• Text:
Start
By Dustin Rowles | Box Office Round-Ups | March 28, 2011 |

By Dustin Rowles | Box Office Round-Ups | March 28, 2011 |


Zack Snyder’s Sucker Punch opened with a hugely disappointing (at least from the studio’s perspective) $19 million over the weekend, falling $5 million short of the top film, Diary of the Wimpy Kid 2, which earned back its budget in the first weekend. Sucker Punch, much like Scott Pilgrim vs. the World last year, is turning into that movie that everyone wants to talk about that, relatively speaking, no one has actually seen. It has been fun to read, though: For a film that opened with the same box-office that No Strings Attached opened with, people feel awfully strong about their opinions. In the movie-blog Twitterverse, it’s turned into a pissing match — there’s a lot of name-calling, and everyone insists that their opinion is the right one, to the detriment of everyone else. (Obviously, only one opinion can be right, and it’s TK’s, of course).

Seriously, though: It’s opened up a lot of debate about fanboys and feminism, which is refreshing, even if that debate clearly goes over Zack Snyder’s own head. Snyder thinks that fanboys hate it because his “feminist” angle is an “indictment of fan boys,” while I get the feeling that the fanboys who do hate it hate it because it’s not a very good film. From some of the interviews I’ve read, I’m also not entirely sure that Zack Snyder knows what a “metaphor” is or why dressing a woman in a school-girl outfit, calling her Babydoll, and dropping her in a brothel might not be perceived the way in which he wanted it to be perceived.
End
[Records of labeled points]
Start
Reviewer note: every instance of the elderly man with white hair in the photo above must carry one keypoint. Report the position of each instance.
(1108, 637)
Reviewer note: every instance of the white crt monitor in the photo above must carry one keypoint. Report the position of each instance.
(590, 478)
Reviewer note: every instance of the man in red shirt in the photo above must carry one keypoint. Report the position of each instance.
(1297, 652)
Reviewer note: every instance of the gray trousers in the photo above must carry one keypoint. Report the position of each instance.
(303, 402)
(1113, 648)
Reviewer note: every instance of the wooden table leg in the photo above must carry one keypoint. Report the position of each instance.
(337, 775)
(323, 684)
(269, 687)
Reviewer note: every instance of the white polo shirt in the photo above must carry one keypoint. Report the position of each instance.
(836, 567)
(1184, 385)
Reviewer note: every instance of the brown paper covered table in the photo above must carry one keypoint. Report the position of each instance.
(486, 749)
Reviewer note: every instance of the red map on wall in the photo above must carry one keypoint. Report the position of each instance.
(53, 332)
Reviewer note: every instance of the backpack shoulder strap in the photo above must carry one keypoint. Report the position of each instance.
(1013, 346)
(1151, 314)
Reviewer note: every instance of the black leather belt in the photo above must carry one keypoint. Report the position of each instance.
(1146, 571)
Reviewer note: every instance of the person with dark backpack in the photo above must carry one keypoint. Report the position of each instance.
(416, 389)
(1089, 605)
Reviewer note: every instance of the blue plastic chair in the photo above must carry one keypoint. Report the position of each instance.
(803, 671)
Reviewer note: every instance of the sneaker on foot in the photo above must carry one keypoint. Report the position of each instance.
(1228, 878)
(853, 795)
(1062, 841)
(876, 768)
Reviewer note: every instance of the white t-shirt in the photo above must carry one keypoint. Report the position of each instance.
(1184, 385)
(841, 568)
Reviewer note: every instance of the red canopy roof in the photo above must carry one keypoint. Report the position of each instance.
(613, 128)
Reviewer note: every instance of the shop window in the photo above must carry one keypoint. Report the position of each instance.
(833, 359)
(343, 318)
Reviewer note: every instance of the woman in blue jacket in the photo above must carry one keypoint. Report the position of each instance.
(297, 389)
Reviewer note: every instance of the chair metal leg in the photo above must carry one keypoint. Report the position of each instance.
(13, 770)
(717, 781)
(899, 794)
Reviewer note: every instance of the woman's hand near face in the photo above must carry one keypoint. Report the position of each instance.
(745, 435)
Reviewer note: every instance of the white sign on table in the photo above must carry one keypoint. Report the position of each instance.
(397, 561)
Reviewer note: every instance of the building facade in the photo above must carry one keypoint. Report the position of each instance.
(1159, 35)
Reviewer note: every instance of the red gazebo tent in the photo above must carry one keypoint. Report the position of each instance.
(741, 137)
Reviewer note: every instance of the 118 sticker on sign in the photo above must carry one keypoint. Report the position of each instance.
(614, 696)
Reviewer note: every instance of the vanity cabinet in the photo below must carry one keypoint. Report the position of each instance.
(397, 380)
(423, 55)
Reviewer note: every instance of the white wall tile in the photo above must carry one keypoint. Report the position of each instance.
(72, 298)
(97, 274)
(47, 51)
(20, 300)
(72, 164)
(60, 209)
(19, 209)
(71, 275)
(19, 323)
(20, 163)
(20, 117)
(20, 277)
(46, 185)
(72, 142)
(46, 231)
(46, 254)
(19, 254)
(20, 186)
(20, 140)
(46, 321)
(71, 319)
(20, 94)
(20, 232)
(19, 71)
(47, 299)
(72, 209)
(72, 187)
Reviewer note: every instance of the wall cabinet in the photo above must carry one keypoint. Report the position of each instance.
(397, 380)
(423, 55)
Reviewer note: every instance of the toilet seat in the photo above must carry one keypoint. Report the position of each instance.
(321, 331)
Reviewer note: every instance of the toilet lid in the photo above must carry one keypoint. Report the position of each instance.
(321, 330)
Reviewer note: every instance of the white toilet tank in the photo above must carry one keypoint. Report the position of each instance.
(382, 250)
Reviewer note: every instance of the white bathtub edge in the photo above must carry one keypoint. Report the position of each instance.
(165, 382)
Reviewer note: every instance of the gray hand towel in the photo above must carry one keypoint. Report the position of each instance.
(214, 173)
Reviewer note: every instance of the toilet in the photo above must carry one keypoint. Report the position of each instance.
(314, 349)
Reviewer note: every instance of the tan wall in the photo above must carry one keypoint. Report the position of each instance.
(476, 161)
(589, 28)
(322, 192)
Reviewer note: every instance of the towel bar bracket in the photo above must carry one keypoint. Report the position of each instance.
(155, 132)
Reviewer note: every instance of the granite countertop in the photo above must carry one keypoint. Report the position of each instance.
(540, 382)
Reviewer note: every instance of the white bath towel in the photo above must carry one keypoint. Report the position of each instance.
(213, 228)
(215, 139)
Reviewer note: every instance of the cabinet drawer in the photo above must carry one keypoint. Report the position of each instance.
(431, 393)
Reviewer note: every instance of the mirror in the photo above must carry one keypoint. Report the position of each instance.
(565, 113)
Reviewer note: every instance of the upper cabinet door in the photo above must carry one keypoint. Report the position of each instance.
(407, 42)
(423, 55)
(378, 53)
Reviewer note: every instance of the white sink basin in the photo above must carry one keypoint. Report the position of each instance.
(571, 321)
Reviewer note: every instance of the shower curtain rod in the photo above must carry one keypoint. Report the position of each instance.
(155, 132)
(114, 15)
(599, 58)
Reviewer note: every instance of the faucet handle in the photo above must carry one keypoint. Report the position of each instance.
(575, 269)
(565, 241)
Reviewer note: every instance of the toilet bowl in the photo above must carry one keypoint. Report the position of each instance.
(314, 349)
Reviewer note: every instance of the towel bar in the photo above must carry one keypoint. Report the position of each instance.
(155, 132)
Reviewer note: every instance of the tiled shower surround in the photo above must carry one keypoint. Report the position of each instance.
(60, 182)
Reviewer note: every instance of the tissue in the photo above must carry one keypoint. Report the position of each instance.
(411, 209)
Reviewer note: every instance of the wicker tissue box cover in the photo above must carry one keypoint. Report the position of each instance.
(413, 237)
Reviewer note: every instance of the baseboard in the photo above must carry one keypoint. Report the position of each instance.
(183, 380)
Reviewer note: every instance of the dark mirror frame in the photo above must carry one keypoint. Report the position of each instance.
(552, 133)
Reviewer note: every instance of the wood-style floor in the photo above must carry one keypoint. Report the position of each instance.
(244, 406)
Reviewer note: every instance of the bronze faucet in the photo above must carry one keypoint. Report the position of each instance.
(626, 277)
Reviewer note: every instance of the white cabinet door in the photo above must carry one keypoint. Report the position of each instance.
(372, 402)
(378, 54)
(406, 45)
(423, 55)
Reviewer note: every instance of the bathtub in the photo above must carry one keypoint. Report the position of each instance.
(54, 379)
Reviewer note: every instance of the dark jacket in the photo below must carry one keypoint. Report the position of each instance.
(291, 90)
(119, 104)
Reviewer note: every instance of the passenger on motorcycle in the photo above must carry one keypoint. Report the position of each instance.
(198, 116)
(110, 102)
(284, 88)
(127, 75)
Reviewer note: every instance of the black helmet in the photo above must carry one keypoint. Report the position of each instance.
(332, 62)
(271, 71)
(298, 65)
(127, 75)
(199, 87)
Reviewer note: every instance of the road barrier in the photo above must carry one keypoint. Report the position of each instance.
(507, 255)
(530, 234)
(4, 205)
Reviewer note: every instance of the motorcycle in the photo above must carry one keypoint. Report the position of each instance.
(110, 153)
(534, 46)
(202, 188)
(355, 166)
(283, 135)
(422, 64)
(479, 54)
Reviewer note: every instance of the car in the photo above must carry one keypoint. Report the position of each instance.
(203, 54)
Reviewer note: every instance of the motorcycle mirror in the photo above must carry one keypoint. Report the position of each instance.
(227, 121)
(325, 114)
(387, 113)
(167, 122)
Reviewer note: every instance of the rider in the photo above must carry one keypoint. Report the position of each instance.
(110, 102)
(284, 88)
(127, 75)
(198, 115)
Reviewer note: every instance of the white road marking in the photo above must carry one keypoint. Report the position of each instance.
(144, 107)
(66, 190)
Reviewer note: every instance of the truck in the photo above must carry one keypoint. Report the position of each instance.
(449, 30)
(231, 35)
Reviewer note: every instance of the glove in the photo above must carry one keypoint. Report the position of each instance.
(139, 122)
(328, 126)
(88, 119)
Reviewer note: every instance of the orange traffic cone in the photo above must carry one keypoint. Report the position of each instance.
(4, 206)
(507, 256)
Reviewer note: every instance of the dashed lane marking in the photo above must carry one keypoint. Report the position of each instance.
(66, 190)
End
• Set problem A: Pick out every line of the records that contains the word "door".
• Set problem B: Write what comes next in the box-office column about Sucker Punch's opening weekend, starting after its final sentence.

• Task response A:
Reviewer note: every instance of the upper cabinet door in the photo above must carry one keypoint. Report the position of each instance.
Reviewer note: every instance of the white cabinet door in the photo above must carry one keypoint. Report the position of each instance.

• Task response B:
In either respect, it’s been interesting gauging opinion around the Internet on Sucker Punch, from Angie Han’s piece (Why Ass-Kicking and Empowering Aren’t Always the Same Thing) to Cole Abaius’ Empowerment and Exploitation of ‘Sucker Punch’ Are in the Gaze of the Beholder, as well as a few — what I thought were misguided — defenses of the film. And some have to be wondering, as Christopher Campbell does, Why Men Are Co-Opting the Feminist Debate? I think this piece, posted before the movie came out, seems to capture the argument fairly well.

In either respect, from a box-office standpoint, after the poor performance of Sucker Punch, on the heels of the disappointing showings of Watchmen and Legend of the Guardians: The Owls of Ga’Hoole, Warner Brothers has to be concerned with their Superman reboot. Snyder’s name is becoming perilously close in reputation as that of M. Night Shyamalan, the kind of name that might elicit boos in crowded theaters. I wouldn’t be surprised if he’s kicked to the curb, officially or unofficially, in favor of Jonathan Nolan.

Elsewhere in the box-office, both Limitless (-19.5%) and The Lincoln Lawyer (-16.7%) had very small drops from last week, holding well as adult-oriented fare continues its rebound at the box office. Rango, meanwhile, landed at number five with another $10 million, pushing it over $100 million.